◆ Action item ◆
Copy out the rows word for word, from the line with "In each <instance>" to the line with "positive clicks: (702, 732)", including both of those lines.

◆ Supplied entries ◆
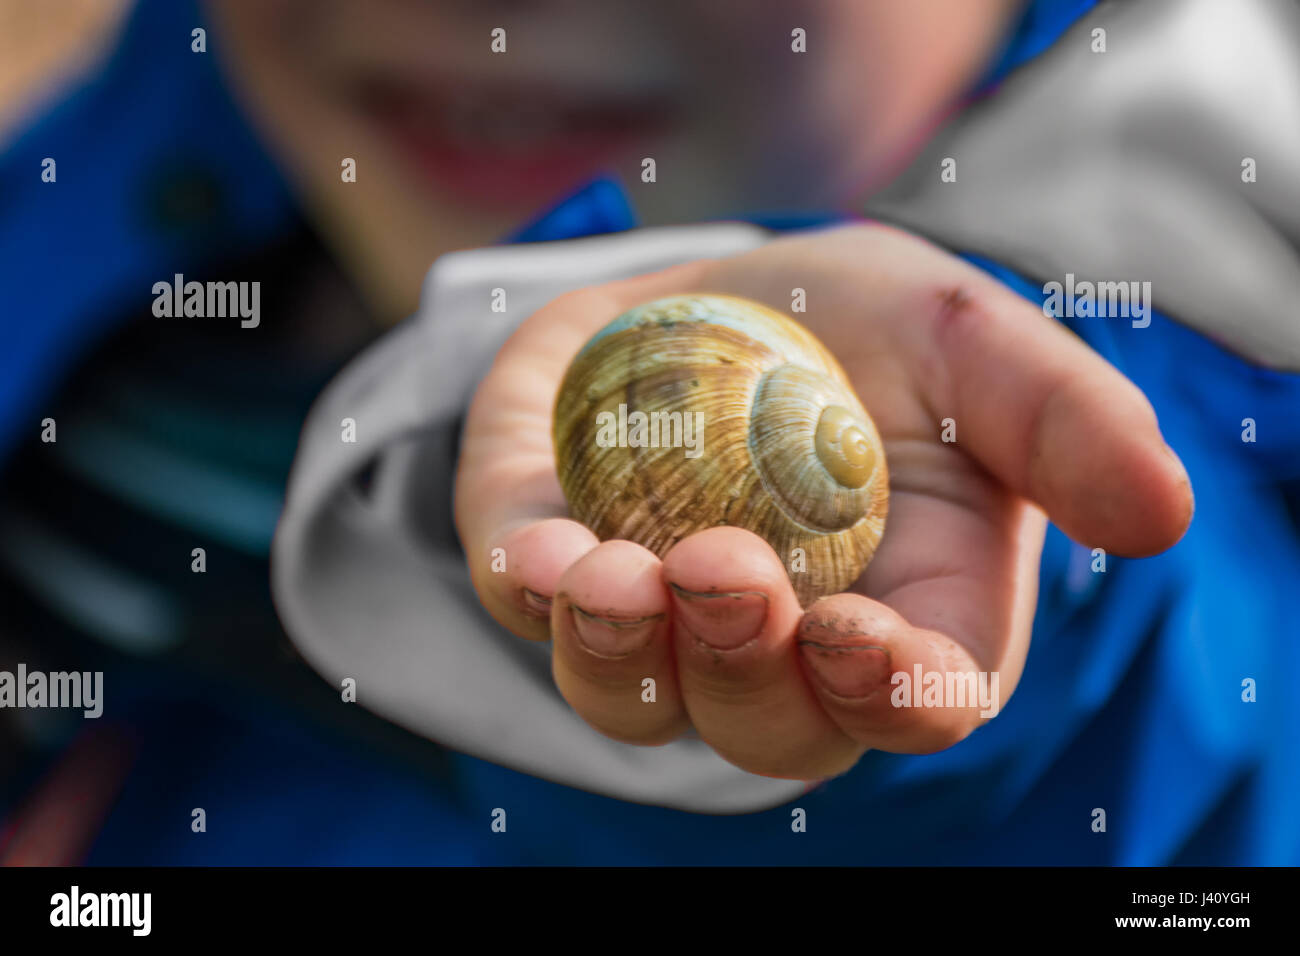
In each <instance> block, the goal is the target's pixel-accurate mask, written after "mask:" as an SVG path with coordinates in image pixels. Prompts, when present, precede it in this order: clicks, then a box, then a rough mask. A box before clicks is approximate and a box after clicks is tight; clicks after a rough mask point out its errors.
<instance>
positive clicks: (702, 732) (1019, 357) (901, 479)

* * *

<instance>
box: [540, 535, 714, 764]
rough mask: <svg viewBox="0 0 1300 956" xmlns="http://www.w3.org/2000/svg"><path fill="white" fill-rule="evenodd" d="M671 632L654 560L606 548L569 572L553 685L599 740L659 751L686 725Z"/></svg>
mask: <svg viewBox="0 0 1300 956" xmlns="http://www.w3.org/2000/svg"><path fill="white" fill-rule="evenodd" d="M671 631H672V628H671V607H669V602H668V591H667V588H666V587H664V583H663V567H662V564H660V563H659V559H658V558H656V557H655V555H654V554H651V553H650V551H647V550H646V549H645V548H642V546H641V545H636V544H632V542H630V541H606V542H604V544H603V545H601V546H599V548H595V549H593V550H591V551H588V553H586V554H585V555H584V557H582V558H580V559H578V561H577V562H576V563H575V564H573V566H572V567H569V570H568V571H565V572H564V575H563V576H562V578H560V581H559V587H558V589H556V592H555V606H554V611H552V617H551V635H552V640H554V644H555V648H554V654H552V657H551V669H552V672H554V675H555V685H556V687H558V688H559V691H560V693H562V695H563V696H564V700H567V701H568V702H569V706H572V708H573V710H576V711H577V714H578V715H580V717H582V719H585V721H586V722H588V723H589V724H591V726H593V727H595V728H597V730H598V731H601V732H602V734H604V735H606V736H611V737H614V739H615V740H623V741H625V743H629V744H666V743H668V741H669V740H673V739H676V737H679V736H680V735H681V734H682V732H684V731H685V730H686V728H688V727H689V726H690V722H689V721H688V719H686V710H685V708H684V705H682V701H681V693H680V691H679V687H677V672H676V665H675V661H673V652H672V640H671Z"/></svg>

* * *

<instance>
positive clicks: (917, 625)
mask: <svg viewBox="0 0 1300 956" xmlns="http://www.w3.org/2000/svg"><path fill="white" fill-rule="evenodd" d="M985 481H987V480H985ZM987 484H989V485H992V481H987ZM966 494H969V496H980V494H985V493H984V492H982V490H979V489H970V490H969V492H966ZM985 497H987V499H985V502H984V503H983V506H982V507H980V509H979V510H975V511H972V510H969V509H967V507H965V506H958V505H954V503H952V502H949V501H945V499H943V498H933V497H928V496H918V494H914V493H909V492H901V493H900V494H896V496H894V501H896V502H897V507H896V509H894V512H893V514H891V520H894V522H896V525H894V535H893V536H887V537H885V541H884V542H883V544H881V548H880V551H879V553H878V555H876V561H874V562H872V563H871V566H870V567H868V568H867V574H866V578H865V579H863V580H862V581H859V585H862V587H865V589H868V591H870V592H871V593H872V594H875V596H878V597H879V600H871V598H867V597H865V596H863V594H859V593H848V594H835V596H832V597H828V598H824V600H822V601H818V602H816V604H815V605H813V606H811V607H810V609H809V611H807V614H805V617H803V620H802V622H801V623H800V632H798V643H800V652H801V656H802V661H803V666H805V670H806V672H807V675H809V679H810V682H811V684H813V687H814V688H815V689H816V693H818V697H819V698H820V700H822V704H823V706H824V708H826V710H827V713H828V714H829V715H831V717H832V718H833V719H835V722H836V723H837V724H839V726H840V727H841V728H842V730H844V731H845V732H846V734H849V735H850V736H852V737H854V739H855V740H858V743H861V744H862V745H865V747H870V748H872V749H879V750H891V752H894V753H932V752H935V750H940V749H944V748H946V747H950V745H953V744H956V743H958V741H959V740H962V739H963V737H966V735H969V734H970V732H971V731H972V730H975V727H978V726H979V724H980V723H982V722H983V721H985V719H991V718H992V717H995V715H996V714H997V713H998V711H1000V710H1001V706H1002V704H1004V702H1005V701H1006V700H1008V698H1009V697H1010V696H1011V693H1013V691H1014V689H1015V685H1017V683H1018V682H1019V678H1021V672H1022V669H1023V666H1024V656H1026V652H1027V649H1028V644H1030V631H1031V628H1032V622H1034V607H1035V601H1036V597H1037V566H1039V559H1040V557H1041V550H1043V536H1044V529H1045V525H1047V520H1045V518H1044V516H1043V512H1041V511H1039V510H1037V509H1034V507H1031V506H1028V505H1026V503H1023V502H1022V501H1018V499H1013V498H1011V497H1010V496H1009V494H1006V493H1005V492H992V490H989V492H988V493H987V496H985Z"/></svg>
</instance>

◆ Answer section ◆
In each <instance> block, the goal is the target's pixel-accurate mask, written after "mask:" as an SVG path with coordinates in image pixels. Prompts, when present, precede it in this order: clicks, then a box, then a rough mask. A box before clicks is approximate and a box after clicks is tight; clicks after a rough mask point out its errors.
<instance>
positive clicks: (702, 732) (1019, 357) (901, 479)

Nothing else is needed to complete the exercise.